### [Obiettivo 1]
Riscrivi integralmente tutti i record e scala per 0,8 le coordinate x,y delle soluzioni, arrotondandole all'intero con le metà per eccesso; ogni altro numero resta invariato. Escludi le immagini dalla risposta.

Sentenza Sentenza Cassazione Civile n. 1053 del 21/01/2021

Cassazione civile sez. VI, 21/01/2021, (ud. 21/10/2020, dep. 21/01/2021), n.1053

LA CORTE SUPREMA DI CASSAZIONE

SEZIONE SESTA CIVILE

SOTTOSEZIONE 1

Composta dagli Ill.mi Sigg.ri Magistrati:

Dott. SCALDAFERRI Andrea – Presidente –

Dott. VALITUTTI Antonio – Consigliere –

Dott. TRICOMI Laura – Consigliere –

Dott. MERCOLINO Guido – Consigliere –

Dott. PAZZI Alberto – rel. Consigliere –

ha pronunciato la seguente:

ORDINANZA

sul ricorso 3433-2019 proposto da:

N.O., M.D., ME.CR., nella qualità

di legali rappresentanti della INIZIATIVE IMMOBILIARI SRL,

elettivamente domiciliati in ROMA, VIA DELLA BALDUINA 289, presso lo

studio dell’avvocato MARIA GLORIA DI LORETO, rappresentati e difesi

dall’avvocato NICOLA PASTORE CARBONE;

– ricorrenti –

contro

FALLIMENTO SOC. (OMISSIS) SRL, C.V., MO.ER.,

D.M.R., MI.GI.;

– intimati –

avverso la sentenza n. 231/2018 della CORTE D’APPELLO di NAPOLI,

depositata il 14/12/2018;

udita la relazione della causa svolta nella camera di consiglio non

partecipata del 21/10/2020 dal Consigliere Relatore Dott. ALBERTO

PAZZI.

 

Fatto

RILEVATO

che:

1. il Tribunale di Napoli Nord, con sentenza n. 51/2018, dichiarava il fallimento di (OMISSIS) s.r.l. su istanza dei creditori C.V., Mo.Er., Avv. D.M.R. e Avv. Mi.Gi.;

2. la Corte d’appello di Napoli, a seguito del reclamo presentato da (OMISSIS) s.r.l., riteneva effettivamente sussistente il credito vantato dagli istanti (del C. e della Mo. in virtù di una sentenza che aveva dichiarato la risoluzione del contratto preliminare di vendita di un immobile in loro favore e condannato la promittente venditrice al pagamento di Euro 51.646, degli Avvocati D.M. e Mi. in quanto gli stessi risultavano anticipatari delle spese relative a tale giudizio) al fine sia di riconoscere la loro legittimazione a sollecitare la dichiarazione di fallimento, sia di accertare lo stato di insolvenza;

la Corte di merito rilevava inoltre dai bilanci prodotti che negli ultimi tre esercizi la reclamante aveva avuto un attivo patrimoniale superiore a due milioni di Euro e ricavi pari a circa Euro 1.800.000, risultando così superati i requisiti dimensionali di non fallibilità previsti dall’art. 1 L.Fall.;

3. per la cassazione della sentenza di rigetto del reclamo, depositata il 14 dicembre 2018, ha proposto ricorso (OMISSIS) s.r.l. prospettando tre motivi di doglianza;

gli intimati fallimento di (OMISSIS) s.r.l., C.V., Mo.Er., Avv. D.M.R. e Avv. Mi.Gi. non hanno svolto difese;

la ricorrente ha depositato memoria ai sensi dell’art. 380-bis c.p.c..

### [Obiettivo 2]
Ripeti il tratto dell'ordinanza da "3. per la cassazione" fino a "dell’art. 380-bis c.p.c..", scambiando "memoria" con "note difensive".

### [Righe di dati]
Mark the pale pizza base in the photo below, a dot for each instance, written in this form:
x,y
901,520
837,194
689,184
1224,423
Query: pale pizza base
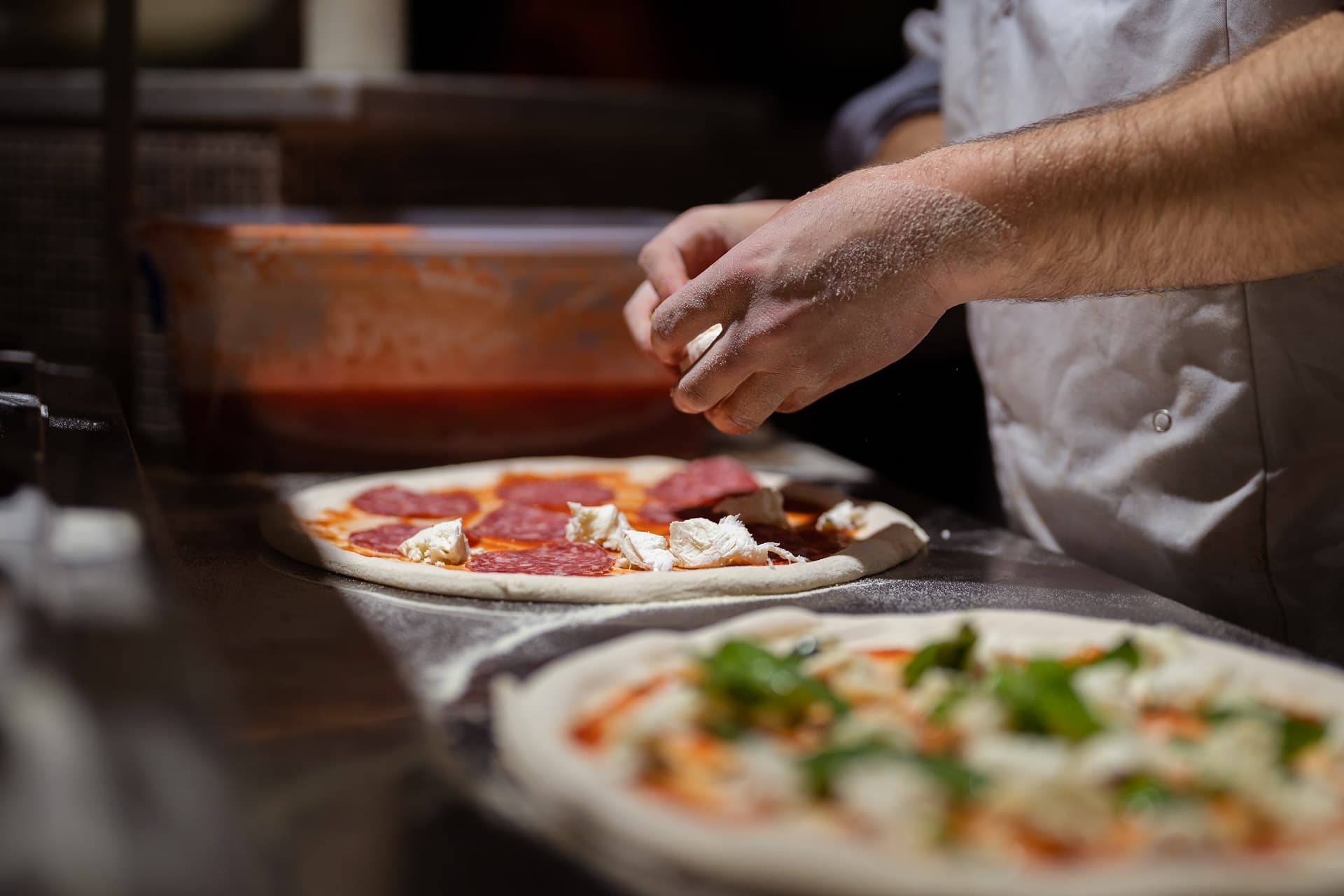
x,y
888,538
575,794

### [Risposta corretta 1]
Mark the pale pizza base in the photo below, a dot for each instance, written in this form:
x,y
901,520
837,194
689,184
1224,423
Query: pale pizza base
x,y
710,430
460,635

### [Risposta corretta 2]
3. per la cassazione della sentenza di rigetto del reclamo, depositata il 14 dicembre 2018, ha proposto ricorso (OMISSIS) s.r.l. prospettando tre motivi di doglianza;

gli intimati fallimento di (OMISSIS) s.r.l., C.V., Mo.Er., Avv. D.M.R. e Avv. Mi.Gi. non hanno svolto difese;

la ricorrente ha depositato note difensive ai sensi dell’art. 380-bis c.p.c..